| THE INPUT |
⁂
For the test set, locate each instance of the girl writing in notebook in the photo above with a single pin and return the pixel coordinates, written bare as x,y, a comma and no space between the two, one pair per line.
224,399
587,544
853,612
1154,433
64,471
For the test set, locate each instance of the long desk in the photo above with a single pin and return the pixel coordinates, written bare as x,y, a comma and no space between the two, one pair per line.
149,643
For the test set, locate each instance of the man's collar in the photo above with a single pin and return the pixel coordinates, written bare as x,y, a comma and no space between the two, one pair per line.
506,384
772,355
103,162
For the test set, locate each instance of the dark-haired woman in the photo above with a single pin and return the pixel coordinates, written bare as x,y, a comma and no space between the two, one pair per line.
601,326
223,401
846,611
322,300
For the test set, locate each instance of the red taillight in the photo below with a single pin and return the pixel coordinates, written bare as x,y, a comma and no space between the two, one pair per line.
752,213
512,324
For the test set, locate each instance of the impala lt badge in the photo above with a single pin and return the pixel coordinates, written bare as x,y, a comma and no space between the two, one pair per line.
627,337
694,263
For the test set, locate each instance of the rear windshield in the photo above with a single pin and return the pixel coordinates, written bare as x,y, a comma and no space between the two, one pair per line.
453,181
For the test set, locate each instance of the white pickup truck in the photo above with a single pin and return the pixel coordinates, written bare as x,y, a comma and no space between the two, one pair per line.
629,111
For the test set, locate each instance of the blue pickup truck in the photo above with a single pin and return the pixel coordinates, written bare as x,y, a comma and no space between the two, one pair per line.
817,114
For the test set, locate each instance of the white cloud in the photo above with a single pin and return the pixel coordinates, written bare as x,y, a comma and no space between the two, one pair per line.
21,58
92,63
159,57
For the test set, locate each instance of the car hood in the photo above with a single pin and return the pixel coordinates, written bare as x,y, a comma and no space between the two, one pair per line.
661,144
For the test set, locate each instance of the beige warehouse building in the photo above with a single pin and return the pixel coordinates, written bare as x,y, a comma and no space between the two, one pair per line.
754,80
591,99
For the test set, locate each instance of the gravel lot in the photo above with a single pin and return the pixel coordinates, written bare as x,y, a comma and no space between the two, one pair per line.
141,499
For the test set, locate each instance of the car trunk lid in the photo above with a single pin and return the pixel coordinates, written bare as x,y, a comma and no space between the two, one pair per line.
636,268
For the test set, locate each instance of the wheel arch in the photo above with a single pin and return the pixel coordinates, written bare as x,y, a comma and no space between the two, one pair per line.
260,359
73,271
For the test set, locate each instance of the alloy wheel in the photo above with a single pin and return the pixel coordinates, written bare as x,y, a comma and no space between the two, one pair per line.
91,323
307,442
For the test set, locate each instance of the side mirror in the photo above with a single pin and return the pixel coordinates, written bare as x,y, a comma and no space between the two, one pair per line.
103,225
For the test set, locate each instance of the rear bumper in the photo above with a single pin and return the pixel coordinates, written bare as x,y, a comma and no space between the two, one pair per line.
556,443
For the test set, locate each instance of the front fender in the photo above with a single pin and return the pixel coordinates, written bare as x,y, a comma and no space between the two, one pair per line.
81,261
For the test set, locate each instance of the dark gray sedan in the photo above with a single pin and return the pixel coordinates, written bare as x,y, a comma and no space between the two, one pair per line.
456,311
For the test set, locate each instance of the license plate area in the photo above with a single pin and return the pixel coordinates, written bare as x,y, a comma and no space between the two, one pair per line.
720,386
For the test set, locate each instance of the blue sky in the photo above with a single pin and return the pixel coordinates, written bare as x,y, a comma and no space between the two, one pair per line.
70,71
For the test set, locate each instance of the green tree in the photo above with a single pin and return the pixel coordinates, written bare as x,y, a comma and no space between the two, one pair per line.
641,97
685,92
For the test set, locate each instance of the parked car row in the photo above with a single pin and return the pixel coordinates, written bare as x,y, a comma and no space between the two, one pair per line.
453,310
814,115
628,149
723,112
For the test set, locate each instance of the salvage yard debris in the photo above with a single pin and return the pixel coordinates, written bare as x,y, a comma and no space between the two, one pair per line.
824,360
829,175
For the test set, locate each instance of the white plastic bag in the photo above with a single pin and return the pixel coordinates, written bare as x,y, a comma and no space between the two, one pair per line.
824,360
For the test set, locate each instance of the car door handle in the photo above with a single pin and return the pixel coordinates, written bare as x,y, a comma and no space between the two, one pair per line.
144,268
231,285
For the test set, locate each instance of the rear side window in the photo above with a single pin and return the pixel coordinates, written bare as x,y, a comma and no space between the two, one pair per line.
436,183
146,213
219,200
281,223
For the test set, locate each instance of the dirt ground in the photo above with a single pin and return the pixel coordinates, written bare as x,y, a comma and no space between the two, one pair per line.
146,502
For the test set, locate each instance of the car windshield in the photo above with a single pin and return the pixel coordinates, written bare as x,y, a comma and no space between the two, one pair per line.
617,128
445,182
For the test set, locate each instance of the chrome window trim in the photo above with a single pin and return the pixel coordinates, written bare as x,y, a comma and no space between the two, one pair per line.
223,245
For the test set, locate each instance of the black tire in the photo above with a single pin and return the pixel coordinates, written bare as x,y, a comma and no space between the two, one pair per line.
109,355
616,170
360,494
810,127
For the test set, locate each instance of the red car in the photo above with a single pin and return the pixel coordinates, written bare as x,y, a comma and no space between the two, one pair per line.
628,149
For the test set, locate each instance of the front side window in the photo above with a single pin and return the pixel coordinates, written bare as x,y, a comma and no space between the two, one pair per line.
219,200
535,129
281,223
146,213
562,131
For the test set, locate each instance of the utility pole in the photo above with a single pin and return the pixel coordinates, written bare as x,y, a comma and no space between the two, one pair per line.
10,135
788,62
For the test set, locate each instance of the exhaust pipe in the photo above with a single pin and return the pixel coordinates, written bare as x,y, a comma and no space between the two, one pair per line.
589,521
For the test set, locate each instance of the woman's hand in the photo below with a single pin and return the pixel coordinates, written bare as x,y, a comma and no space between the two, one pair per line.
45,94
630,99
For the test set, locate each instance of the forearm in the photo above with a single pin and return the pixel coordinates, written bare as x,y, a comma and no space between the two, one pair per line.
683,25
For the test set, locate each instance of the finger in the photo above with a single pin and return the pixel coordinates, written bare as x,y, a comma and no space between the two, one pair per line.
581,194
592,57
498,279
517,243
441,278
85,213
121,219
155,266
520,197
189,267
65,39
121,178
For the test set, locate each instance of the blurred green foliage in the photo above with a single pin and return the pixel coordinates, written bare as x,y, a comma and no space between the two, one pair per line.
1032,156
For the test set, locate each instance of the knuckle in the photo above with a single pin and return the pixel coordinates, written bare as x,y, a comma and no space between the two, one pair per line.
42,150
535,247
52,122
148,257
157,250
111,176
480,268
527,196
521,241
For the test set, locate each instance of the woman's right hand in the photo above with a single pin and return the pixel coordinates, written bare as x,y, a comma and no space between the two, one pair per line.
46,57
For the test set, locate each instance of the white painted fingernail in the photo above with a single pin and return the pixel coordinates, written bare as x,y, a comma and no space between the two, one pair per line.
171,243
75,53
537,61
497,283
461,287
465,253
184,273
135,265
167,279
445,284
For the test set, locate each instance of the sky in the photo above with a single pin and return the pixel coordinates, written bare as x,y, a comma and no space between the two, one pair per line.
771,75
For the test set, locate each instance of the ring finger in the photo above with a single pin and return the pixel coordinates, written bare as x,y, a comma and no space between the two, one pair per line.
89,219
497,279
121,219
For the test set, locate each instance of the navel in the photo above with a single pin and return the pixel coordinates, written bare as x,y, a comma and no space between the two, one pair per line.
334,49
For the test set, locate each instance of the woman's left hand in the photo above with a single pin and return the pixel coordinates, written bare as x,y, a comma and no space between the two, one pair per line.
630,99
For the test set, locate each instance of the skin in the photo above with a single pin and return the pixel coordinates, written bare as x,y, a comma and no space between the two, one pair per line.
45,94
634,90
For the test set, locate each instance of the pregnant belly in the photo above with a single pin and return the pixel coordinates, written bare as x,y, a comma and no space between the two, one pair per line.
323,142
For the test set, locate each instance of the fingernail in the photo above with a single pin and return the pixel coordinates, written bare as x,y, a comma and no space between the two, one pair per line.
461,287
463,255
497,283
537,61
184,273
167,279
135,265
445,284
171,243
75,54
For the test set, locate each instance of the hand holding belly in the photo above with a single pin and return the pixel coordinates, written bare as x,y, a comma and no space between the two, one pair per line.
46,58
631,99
⁂
| STATED GOAL |
Reproduce word for word everything from the line containing "For the test set, locate each instance of the hand" down to the last of the items, including both of those ends.

| THE COMPLETED TASK |
For the test set, locate each instance of the hand holding belly in the photo above with a single pin and return the pixel coordinates, written bare as x,y, a comma and no space between the two, one pair per line.
46,58
631,99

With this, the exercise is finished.